Goals
a) Return every line in the records that contains the string "face", treating uppercase and lowercase letters as distinct.
b) Carry on the issue thread about integrating the Hakai profile QC tool, starting after its final comment.

Provided passage
········

HakaiInstitute / hakai-ctd-qc

Series of tests applied to the Hakai CTD profile data based on the QARTOD tests and other Hakai Specific ones.
0 stars 0 forks source link

Hakai Profile QC tool integration #5

Closed JessyBarrette closed 2 years ago

JessyBarrette commented 2 years ago

Issue

The Hakai Profile QAQC tool needs to be integrated within the Hakai CTD profile workflow. This tool needs to be triggered when:

  1. Changes are added to the QCing method. New tests, new thresholds.
  2. New Profile has been processed

How to use the package

Once installed on a server, the tool could be triggered by sending a command line like:

python hakai_profile_qc.review -update_db -hakai_id [comma delimited list of hakai_id (ex: 080217_2017-01-08T18:03:05.167Z,080217_2017-01-26T16:56:39.000Z
)

Method

Once triggered, the tool would retrieve the data through the hakai-api from the view ctd.ctd_file_cast_data. It would then run a series of tests.

The main question is how to return those resulting flags back to the database. One potential way is to send back through the hakai-api a json string of the resulting data delimited per ctd_data_pk with each individual flag (level1 and level2). See the following jupyter notebook for an example: https://github.com/HakaiInstitute/hakai-profile-qaqc/blob/main/notebook/update-hakai-db-flags.ipynb

How to trigger

The tool can be triggered by the server by using the processing_stage column within ctd_cast table. Any cast available at the 8_*stage (8_rbr_processed or 8_binAvg) is ready to be qced. Once QCed and corresponding casts processing_stage can be move to the 9_qc_auto stage.

fostermh commented 2 years ago

I assumed the qc tool would run on a cron job, similar to the post processing script. it would look for any cast with 8_* processing level and do qc on it. Were you thinking something different?

········

Record excerpts
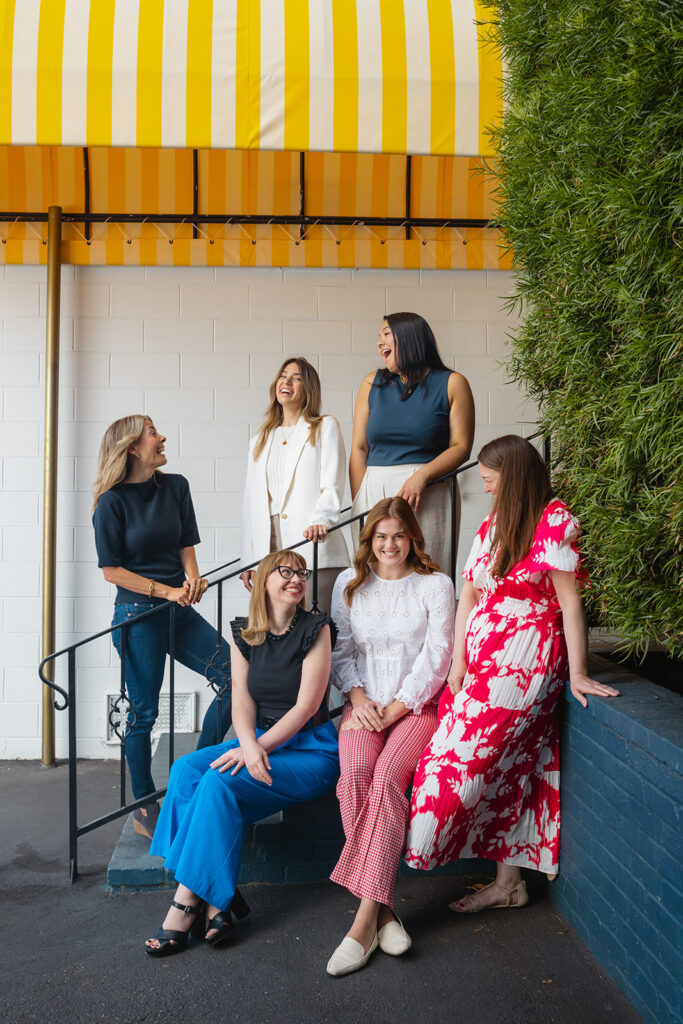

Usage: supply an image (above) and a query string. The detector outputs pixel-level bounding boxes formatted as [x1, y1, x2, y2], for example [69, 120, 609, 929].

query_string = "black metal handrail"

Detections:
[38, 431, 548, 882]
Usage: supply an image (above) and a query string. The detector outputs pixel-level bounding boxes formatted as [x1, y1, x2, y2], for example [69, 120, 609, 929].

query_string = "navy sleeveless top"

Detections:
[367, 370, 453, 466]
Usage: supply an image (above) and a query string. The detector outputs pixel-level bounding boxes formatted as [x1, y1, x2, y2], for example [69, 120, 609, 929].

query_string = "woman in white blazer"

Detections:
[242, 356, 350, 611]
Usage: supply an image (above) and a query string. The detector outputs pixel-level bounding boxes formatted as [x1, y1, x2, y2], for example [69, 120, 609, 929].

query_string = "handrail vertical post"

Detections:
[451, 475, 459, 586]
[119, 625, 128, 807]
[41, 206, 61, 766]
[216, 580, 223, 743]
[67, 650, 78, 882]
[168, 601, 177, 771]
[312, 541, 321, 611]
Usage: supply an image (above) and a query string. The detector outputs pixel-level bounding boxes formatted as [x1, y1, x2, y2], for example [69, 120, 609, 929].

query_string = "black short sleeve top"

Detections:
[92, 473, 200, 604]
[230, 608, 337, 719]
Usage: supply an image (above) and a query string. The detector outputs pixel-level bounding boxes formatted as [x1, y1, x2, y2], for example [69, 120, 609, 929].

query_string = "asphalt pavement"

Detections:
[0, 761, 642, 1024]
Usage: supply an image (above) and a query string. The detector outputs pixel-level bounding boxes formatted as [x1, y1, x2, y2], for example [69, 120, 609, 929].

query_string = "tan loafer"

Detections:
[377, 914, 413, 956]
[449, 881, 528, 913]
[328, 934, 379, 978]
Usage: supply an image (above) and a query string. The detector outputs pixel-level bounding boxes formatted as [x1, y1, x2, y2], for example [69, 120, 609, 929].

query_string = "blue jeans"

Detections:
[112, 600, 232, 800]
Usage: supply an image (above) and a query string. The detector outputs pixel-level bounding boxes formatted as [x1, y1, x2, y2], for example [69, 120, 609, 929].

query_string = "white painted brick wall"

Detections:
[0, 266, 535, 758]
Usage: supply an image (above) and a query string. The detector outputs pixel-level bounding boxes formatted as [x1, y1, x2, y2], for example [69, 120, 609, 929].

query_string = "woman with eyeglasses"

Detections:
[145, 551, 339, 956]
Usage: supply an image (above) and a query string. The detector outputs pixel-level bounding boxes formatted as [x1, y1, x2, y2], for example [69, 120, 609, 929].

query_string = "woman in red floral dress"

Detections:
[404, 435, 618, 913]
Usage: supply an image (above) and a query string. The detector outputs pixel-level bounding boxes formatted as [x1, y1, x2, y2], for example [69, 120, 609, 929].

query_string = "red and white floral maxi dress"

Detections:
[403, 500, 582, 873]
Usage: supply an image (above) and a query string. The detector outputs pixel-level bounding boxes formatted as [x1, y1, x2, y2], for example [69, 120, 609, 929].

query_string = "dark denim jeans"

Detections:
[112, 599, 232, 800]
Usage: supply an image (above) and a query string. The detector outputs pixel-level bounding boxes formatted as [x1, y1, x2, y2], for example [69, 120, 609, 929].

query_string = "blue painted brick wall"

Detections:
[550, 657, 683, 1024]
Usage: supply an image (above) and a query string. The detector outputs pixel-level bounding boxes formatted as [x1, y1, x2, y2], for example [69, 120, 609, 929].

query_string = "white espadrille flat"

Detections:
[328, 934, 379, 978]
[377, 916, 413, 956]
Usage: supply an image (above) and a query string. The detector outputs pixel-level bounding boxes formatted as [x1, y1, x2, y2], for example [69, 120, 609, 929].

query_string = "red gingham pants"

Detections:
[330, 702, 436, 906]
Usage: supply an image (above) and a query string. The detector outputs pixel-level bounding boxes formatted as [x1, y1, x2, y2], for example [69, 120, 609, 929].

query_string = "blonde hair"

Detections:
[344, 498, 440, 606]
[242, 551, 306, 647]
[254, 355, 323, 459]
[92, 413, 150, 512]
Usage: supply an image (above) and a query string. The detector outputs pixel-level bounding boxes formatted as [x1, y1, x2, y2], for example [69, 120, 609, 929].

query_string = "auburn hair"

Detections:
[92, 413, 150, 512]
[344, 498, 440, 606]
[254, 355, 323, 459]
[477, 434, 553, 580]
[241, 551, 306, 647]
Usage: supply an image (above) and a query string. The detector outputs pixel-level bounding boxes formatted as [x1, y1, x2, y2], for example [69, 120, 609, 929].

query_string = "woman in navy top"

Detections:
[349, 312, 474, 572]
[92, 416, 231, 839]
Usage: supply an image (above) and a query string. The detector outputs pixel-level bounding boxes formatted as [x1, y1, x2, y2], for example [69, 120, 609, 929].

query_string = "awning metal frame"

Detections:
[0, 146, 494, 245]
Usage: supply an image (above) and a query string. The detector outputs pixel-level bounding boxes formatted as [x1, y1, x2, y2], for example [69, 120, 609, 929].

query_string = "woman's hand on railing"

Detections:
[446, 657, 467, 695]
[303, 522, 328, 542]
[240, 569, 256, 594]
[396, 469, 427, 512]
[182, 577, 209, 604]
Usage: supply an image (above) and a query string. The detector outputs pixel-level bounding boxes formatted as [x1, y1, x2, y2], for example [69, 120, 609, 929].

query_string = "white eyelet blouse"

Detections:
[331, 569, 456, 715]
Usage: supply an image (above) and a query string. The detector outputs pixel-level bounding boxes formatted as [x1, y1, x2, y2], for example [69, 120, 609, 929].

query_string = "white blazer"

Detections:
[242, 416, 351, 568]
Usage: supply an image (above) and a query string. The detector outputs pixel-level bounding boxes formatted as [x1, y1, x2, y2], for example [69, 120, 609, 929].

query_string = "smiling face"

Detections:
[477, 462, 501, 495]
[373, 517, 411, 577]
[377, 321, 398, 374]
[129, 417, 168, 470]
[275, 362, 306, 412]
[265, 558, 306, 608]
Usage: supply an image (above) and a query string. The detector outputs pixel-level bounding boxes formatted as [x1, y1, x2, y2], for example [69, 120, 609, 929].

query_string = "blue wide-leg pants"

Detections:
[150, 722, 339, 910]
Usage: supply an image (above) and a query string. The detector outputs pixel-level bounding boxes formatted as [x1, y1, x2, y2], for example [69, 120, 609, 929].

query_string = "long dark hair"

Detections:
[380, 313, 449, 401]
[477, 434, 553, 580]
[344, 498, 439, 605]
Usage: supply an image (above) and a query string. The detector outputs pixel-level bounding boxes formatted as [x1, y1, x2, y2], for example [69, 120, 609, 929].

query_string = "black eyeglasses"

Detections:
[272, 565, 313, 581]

········

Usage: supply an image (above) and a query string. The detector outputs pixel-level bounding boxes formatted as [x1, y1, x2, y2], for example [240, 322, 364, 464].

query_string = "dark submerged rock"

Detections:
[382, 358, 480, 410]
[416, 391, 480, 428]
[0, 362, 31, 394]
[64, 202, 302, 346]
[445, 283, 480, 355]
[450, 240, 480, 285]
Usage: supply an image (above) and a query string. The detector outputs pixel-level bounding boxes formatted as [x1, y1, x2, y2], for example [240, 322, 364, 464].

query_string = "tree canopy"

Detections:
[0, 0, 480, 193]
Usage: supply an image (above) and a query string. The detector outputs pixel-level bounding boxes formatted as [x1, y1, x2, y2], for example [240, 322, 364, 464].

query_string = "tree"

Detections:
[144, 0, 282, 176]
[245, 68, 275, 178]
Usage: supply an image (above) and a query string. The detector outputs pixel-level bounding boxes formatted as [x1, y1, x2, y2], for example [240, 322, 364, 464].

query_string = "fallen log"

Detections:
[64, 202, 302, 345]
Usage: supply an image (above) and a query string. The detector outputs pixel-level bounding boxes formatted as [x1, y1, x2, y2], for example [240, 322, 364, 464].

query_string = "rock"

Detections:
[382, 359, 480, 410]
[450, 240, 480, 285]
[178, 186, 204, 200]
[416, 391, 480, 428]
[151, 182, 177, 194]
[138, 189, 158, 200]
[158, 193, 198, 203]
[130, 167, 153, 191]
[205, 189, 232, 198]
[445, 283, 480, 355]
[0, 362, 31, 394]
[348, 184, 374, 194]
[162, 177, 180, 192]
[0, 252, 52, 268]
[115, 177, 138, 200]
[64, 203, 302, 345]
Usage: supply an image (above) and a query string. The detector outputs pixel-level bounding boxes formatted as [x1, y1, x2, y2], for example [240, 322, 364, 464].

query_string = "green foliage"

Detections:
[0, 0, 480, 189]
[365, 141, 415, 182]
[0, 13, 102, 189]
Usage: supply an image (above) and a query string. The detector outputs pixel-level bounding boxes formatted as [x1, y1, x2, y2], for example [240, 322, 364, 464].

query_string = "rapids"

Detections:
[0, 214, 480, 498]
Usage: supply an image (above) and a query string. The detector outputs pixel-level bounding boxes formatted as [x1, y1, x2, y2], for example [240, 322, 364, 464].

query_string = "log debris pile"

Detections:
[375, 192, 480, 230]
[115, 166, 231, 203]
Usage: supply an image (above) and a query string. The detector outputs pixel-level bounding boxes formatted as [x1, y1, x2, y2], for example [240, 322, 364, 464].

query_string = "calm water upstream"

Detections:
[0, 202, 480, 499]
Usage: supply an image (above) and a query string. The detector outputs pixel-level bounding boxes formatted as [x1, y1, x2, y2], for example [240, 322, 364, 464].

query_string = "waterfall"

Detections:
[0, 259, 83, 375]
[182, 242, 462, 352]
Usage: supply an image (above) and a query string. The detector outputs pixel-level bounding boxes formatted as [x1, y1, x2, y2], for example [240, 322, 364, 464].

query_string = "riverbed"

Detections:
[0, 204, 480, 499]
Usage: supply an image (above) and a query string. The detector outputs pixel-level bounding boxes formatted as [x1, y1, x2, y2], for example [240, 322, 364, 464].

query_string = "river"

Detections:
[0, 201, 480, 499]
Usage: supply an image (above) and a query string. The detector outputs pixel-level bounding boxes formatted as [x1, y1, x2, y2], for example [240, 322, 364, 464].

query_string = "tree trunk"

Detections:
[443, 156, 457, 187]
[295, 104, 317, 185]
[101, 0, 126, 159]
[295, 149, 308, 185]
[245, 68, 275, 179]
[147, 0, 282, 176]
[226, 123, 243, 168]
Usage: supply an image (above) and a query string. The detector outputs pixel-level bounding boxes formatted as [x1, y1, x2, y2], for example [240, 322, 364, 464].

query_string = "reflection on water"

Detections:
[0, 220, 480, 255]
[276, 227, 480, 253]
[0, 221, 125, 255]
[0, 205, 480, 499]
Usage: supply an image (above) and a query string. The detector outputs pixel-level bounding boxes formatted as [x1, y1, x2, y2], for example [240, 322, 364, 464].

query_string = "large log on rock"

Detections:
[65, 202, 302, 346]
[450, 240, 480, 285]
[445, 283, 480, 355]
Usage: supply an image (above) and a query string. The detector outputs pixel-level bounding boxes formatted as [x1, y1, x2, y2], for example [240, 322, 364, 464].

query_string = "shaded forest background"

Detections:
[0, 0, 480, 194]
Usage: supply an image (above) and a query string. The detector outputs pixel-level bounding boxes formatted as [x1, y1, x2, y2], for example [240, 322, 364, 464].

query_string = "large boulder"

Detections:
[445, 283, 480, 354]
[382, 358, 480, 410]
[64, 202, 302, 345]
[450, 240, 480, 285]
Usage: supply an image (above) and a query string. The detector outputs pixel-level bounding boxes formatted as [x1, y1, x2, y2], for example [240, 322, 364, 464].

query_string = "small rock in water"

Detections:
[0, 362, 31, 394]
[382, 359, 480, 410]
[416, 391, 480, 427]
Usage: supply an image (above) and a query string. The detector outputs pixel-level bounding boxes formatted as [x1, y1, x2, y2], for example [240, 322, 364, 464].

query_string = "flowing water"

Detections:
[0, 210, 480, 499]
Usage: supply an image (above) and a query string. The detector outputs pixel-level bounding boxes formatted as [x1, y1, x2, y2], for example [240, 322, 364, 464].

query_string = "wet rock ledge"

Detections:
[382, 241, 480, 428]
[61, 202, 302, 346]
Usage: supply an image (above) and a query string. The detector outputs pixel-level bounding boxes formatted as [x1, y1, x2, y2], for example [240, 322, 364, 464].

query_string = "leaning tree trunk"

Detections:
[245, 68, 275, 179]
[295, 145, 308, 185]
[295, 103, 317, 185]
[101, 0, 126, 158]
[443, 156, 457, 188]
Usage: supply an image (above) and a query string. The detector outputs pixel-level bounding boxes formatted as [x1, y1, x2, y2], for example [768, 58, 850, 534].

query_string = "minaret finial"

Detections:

········

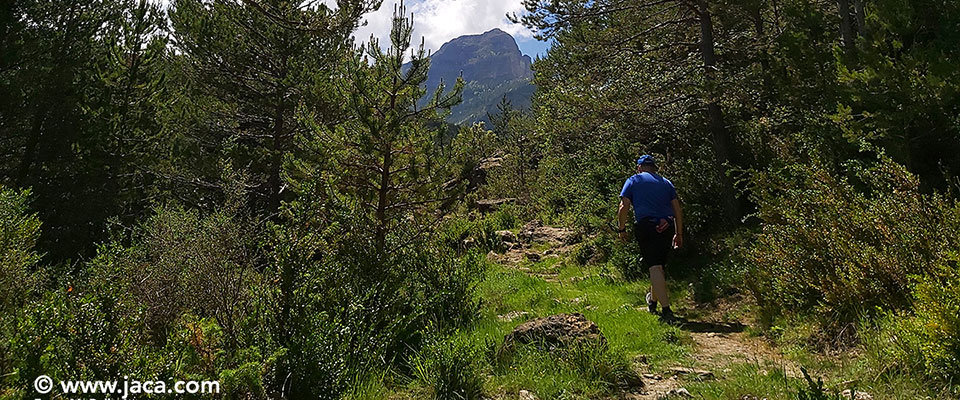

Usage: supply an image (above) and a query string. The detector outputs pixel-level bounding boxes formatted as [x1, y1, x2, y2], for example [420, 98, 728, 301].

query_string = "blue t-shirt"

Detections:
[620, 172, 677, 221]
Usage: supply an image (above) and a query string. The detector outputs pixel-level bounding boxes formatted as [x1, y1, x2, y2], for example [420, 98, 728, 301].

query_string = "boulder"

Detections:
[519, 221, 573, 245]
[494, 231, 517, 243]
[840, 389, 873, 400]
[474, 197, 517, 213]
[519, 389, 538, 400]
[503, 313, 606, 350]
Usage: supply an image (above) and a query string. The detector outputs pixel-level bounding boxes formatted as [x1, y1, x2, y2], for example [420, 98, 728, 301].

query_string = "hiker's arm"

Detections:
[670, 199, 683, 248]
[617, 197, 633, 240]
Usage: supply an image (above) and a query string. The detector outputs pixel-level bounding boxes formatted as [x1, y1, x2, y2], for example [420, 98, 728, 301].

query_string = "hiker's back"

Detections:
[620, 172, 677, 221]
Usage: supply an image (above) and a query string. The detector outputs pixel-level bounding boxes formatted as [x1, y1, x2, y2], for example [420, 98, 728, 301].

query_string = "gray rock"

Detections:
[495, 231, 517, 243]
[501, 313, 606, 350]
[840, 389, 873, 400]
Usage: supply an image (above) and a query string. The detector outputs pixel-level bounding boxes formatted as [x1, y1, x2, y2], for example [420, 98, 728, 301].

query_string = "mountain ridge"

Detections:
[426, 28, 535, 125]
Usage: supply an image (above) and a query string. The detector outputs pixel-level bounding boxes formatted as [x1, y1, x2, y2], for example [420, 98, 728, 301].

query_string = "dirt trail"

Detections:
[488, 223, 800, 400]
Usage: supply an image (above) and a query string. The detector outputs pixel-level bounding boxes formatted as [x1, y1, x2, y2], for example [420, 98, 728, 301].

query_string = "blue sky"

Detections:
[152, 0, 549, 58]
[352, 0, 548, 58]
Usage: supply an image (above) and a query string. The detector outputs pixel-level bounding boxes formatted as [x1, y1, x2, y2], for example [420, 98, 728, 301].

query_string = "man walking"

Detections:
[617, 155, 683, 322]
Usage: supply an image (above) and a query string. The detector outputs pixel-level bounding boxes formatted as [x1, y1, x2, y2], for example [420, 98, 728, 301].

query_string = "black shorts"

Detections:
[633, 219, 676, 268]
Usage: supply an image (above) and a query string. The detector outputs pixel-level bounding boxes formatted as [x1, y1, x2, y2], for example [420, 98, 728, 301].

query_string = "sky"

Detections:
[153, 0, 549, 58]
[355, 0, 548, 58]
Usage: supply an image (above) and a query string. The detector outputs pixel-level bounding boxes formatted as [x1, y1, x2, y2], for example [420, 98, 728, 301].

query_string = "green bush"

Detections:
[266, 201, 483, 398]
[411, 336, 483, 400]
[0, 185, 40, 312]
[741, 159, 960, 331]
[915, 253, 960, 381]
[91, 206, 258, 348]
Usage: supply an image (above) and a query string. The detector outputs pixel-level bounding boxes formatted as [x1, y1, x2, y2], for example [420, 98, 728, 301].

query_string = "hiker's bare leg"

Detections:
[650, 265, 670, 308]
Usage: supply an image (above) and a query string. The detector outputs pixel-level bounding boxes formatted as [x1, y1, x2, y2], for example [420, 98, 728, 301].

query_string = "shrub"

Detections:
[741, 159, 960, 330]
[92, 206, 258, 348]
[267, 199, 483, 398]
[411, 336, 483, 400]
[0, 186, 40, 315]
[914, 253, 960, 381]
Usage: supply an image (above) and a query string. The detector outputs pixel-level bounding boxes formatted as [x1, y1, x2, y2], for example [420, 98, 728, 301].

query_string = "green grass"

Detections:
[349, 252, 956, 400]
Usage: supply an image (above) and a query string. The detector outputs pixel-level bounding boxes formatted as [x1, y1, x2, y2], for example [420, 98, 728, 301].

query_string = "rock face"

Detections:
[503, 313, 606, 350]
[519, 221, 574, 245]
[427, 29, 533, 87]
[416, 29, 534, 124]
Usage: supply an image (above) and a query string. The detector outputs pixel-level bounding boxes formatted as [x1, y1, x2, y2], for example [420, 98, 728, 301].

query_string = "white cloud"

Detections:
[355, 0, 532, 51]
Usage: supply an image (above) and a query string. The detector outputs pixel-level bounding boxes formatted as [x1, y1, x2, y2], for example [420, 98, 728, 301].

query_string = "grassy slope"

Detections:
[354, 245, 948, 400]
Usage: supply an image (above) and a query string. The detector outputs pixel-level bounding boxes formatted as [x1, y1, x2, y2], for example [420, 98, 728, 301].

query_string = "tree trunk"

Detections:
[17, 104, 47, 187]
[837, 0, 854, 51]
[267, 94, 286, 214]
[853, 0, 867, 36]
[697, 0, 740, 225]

········

Written answers
a)
query_string = "smiling face"
query_string = "rock face"

b)
JessyBarrette commented 2 years ago

Right ok sounds good to me!

JessyBarrette commented 2 years ago

The new script present here can potentially be use to trigger on a cronJob to qc any profiles not qced yet on the server.

The script apply the following steps:

  1. Query the database in the ctd.ctd_file_cast view for any casts in the processing_stages 8_rbr_processed or 8_binAvg. (A limit of 1000 was added for now since it seems like the database would fail to return limit=-1
  2. Then for 30 hakai_id (the limitation is the query length) at the time, it will download the corresponding data within ctd.ctd_file_cast_data and run the different tests to apply.
  3. Once the qc done, the script uploads the resulting flags within ctd.ctd_file_cast_data back to the database through the api and update the processing_stage of the correspond hakai_id.
  4. Start over again with another 30 hakai_id until the whole set is completed.

If more than a 1000 profiles needs to be qced those will be run the next cronJob.

JessyBarrette commented 2 years ago

The auto qc method was successfully integrated on the hakaidev database and applied resulting flags to the right data.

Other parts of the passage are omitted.